● Task directions
From the line that includes "Point to the door handle." to the last line of the data, quote each line precisely; both boundary lines belong in the answer.

● Records to process
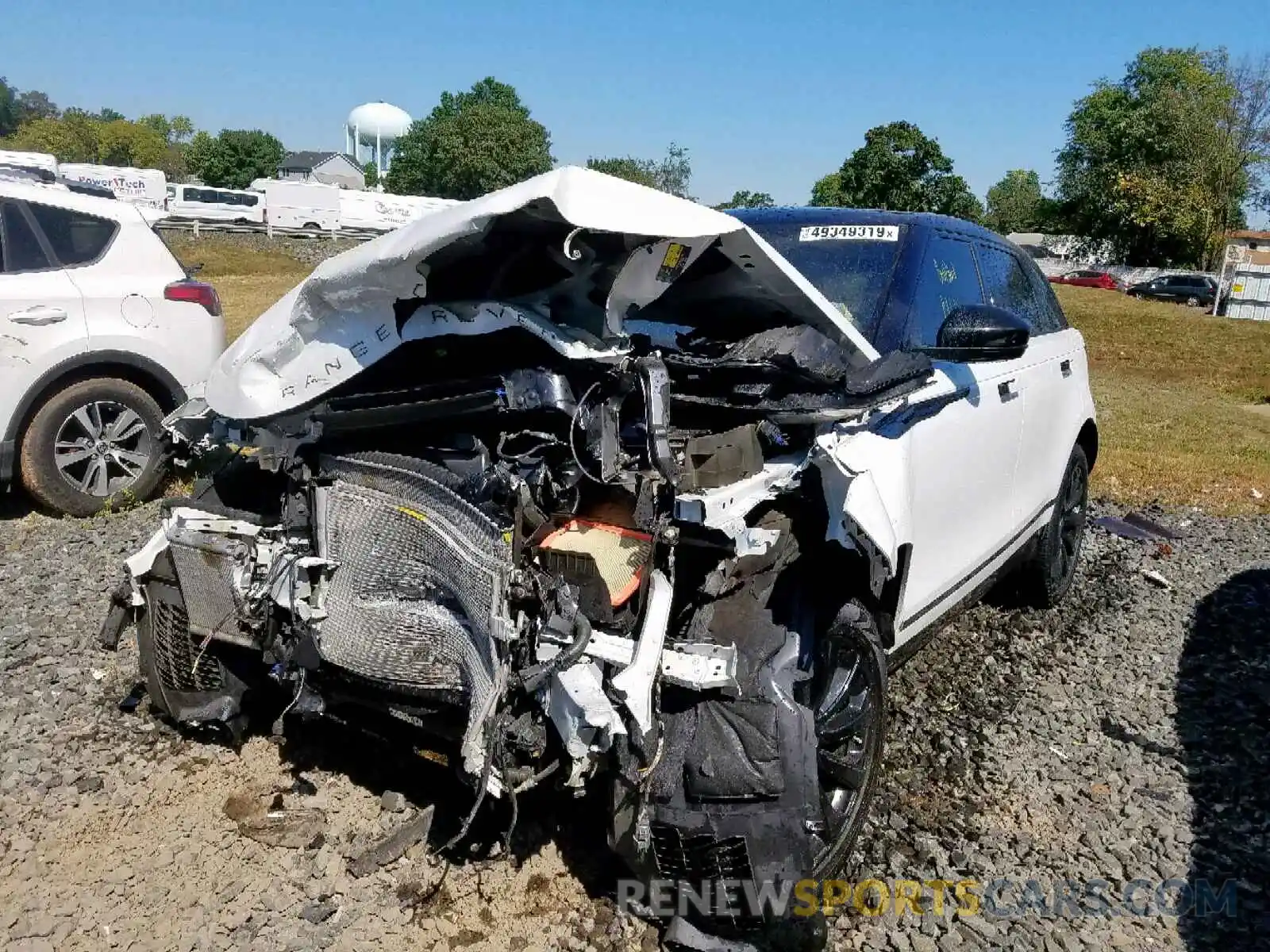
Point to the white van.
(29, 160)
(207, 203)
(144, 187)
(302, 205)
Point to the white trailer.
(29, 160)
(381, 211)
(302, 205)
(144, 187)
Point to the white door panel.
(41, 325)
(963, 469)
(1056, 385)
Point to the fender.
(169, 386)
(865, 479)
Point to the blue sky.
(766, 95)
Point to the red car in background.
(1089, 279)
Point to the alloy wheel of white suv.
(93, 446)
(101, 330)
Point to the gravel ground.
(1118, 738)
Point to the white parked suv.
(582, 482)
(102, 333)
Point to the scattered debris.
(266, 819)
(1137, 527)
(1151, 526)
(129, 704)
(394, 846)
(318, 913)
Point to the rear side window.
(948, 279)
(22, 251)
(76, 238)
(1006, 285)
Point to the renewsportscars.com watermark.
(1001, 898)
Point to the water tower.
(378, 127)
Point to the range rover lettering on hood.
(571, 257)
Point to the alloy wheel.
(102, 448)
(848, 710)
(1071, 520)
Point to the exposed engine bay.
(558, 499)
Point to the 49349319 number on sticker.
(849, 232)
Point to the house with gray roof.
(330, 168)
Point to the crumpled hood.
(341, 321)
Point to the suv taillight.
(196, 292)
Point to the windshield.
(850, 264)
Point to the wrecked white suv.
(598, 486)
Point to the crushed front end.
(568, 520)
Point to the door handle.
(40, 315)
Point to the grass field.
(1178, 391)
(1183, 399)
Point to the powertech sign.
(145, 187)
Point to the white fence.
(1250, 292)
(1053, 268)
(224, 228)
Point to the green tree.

● Solution
Point to the door handle.
(40, 315)
Point to the grass field.
(1178, 391)
(1183, 399)
Point to the powertech sign.
(145, 187)
Point to the white fence.
(1250, 292)
(1053, 268)
(224, 228)
Point to the green tree.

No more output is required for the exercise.